> Task details
Format everything from the line containing "Kindly give the mask of every instance of the utility" down to the line containing "185L165 184L165 177L163" as a two-column CSV with the headers input and output. Put each text to be answered under input and its answer under output, one row per pair, with every field in quotation marks and line breaks replaced by spaces.

A run of records:
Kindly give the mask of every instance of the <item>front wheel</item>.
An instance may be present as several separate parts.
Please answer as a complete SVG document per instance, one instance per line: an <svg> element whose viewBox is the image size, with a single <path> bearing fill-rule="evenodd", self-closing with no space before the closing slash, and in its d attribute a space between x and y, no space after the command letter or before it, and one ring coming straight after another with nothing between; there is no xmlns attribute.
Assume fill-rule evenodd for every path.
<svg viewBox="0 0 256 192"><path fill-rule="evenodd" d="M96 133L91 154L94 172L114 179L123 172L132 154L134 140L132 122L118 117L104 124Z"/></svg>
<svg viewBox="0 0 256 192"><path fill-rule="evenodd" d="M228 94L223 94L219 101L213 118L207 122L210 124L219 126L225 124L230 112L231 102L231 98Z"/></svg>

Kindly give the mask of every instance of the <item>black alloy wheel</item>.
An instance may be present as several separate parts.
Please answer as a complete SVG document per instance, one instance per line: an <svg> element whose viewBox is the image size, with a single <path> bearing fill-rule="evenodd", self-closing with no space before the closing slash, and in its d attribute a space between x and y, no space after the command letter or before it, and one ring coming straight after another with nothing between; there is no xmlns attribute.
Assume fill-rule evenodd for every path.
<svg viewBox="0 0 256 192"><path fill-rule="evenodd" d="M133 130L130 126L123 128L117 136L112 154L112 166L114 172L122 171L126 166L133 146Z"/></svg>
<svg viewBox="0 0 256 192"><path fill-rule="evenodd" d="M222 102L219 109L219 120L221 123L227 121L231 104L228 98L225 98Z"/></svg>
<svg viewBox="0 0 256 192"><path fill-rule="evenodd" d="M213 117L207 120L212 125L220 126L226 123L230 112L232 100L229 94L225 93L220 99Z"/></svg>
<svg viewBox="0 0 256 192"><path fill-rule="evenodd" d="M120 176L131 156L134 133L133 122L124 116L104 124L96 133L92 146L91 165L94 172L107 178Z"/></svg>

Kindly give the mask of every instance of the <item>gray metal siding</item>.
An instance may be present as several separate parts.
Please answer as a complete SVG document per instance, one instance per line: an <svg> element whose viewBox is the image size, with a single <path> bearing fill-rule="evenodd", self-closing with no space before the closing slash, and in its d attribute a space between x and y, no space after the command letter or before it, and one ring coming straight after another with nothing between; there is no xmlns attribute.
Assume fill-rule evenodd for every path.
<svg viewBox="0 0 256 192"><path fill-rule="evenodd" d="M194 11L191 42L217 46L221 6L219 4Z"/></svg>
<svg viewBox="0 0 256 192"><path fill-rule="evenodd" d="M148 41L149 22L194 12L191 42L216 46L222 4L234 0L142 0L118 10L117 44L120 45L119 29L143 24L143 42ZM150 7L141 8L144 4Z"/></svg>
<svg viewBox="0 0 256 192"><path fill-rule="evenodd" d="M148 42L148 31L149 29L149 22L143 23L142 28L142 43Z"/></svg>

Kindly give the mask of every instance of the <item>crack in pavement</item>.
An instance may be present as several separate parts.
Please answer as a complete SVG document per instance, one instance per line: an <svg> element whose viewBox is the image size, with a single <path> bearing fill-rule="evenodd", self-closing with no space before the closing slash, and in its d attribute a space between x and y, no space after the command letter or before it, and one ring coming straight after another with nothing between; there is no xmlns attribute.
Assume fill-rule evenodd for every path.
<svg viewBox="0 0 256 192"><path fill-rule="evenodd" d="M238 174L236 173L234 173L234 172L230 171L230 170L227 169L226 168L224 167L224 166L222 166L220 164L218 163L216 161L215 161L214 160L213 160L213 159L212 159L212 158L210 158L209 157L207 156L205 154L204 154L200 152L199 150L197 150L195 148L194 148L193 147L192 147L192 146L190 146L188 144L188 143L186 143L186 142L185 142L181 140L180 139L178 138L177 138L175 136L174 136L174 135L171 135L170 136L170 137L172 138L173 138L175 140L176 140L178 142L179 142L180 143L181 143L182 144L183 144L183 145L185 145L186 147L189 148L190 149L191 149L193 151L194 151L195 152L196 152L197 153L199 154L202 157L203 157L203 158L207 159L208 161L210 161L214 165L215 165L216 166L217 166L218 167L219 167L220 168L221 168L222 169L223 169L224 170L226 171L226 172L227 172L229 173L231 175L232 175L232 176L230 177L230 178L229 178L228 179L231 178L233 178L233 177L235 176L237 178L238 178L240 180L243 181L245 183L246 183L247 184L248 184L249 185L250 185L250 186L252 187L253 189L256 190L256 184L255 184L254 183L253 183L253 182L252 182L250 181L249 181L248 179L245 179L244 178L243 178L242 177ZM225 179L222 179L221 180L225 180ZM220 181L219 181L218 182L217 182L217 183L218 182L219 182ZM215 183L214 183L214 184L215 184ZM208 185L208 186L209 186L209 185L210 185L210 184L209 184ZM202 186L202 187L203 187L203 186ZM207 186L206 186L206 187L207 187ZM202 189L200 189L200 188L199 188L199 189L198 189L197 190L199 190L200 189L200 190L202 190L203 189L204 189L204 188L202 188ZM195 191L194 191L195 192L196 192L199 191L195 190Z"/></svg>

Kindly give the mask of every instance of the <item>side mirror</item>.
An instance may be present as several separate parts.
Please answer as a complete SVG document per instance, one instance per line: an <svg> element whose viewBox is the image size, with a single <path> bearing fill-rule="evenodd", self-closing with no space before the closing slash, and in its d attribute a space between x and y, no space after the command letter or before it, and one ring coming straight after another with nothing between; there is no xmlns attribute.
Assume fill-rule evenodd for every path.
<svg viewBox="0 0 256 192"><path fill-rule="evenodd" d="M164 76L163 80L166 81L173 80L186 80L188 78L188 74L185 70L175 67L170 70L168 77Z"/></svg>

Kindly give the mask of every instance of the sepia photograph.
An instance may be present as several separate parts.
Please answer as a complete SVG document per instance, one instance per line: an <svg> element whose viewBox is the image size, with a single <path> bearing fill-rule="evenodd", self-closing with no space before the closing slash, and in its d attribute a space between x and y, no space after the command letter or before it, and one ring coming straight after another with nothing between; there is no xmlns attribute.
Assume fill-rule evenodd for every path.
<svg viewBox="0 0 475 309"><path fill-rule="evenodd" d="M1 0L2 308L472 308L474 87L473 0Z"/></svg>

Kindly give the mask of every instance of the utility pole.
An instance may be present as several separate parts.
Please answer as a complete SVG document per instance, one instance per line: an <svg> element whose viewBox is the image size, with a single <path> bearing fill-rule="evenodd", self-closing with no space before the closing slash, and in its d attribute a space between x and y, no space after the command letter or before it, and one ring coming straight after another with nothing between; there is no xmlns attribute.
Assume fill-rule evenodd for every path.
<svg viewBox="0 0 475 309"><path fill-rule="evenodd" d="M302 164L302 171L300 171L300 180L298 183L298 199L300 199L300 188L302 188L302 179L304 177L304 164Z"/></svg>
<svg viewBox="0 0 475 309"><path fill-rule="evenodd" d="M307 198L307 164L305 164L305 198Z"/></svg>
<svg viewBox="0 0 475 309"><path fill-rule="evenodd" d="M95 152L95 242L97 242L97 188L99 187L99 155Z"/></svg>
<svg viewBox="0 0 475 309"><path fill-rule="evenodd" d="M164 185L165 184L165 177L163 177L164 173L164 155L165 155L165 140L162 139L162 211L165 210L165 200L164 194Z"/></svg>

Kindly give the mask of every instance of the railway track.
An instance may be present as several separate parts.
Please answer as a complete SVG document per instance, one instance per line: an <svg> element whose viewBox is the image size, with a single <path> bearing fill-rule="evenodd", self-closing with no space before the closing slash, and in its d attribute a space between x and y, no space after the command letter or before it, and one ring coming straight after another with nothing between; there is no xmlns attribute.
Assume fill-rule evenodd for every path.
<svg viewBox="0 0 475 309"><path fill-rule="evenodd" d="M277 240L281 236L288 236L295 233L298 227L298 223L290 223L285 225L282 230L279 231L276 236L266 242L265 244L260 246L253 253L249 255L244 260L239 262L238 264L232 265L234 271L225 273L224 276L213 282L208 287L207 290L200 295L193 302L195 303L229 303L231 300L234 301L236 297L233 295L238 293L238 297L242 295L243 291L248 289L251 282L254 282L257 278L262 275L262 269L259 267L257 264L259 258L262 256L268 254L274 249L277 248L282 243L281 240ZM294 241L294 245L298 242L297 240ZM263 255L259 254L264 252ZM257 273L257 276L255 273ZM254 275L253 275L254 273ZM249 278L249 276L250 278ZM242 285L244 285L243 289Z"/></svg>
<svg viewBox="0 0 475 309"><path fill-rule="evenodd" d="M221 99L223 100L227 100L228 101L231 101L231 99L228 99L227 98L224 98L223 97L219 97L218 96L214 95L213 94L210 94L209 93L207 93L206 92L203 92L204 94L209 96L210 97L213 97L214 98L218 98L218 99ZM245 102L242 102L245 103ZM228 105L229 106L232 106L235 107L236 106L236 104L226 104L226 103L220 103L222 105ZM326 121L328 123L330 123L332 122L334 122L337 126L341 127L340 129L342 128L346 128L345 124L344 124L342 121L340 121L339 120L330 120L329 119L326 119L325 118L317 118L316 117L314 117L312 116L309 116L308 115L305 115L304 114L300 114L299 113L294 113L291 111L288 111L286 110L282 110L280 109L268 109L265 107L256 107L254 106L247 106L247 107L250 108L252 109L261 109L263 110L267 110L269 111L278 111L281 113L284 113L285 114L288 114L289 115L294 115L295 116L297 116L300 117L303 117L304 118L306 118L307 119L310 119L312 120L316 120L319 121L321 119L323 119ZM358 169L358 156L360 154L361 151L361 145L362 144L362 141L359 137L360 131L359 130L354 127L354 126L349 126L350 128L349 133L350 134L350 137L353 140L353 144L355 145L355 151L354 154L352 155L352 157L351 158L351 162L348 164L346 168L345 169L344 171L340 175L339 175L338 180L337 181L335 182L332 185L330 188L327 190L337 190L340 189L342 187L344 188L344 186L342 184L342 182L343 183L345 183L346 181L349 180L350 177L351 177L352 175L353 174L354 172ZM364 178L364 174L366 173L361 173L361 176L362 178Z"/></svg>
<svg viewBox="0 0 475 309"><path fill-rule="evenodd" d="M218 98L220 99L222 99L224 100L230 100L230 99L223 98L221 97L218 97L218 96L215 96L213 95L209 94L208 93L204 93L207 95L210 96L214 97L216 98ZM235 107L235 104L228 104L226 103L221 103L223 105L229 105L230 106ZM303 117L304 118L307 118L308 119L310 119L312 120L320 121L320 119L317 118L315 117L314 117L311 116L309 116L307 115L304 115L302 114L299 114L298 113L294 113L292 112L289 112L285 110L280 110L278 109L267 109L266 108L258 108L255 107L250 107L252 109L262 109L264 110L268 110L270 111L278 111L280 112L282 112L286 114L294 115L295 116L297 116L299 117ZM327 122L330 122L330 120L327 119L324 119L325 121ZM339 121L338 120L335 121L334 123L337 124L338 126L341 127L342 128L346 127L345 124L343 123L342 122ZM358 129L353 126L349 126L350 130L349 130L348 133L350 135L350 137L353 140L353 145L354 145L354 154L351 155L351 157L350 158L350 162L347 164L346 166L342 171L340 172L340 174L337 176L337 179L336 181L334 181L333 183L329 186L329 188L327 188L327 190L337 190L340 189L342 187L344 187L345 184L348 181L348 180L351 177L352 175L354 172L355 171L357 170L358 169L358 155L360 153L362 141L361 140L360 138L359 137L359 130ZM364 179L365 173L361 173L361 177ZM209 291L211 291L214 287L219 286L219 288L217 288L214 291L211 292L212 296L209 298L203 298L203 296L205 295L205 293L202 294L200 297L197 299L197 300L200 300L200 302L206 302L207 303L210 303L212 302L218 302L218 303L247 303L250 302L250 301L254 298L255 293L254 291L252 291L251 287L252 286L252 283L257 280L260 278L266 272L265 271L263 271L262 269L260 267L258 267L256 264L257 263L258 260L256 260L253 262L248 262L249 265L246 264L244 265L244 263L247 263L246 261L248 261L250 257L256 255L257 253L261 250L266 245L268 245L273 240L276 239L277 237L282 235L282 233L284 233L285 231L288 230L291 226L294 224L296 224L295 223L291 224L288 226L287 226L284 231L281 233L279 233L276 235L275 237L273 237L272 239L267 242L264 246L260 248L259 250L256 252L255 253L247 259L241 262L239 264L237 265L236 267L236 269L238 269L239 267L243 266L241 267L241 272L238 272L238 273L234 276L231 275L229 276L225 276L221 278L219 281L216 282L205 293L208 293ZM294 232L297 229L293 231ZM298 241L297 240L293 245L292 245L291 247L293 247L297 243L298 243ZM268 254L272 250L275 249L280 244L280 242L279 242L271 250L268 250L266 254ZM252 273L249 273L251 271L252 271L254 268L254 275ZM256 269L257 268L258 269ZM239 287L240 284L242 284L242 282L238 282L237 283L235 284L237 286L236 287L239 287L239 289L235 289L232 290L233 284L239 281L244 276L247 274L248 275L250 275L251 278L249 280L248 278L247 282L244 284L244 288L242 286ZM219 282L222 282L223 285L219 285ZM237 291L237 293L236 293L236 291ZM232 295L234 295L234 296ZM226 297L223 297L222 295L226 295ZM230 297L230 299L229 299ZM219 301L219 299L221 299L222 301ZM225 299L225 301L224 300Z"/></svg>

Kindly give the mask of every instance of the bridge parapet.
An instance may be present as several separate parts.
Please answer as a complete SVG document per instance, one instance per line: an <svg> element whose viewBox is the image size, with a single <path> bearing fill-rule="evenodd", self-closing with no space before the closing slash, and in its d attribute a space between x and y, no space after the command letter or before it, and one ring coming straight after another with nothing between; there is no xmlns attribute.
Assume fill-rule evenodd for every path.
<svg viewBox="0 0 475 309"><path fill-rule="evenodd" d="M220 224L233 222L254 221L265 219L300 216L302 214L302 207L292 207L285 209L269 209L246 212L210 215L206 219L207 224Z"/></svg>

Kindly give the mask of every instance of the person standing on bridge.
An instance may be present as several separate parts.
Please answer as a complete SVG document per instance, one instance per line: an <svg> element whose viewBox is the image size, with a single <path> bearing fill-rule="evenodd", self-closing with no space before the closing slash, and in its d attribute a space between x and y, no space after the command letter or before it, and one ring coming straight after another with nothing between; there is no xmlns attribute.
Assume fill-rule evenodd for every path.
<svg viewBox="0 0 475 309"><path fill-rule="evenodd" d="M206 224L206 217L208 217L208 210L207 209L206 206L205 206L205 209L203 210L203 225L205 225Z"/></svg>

> Task response
input,output
"Kindly give the mask of every instance of the utility pole. An instance may be present as several separate parts. Please answer as a complete SVG document per instance, one instance per line: an <svg> element whose viewBox is the image size, with a single <path> bearing fill-rule=""evenodd"", self-closing with no space before the closing slash, and in its d attribute a space between x and y, no space after the command letter or before it, and one ring coming straight after another with nothing between; there is no xmlns attribute. Assume fill-rule evenodd for every path.","<svg viewBox=""0 0 475 309""><path fill-rule=""evenodd"" d=""M302 164L302 171L300 171L300 180L298 183L298 199L300 199L300 188L302 188L302 179L304 177L304 164Z""/></svg> <svg viewBox=""0 0 475 309""><path fill-rule=""evenodd"" d=""M307 198L307 164L305 164L305 198Z""/></svg> <svg viewBox=""0 0 475 309""><path fill-rule=""evenodd"" d=""M95 152L95 242L97 242L97 188L99 187L99 155Z""/></svg> <svg viewBox=""0 0 475 309""><path fill-rule=""evenodd"" d=""M164 185L165 184L165 177L163 177L164 173L164 155L165 155L165 140L162 139L162 211L165 210L165 200L164 194Z""/></svg>"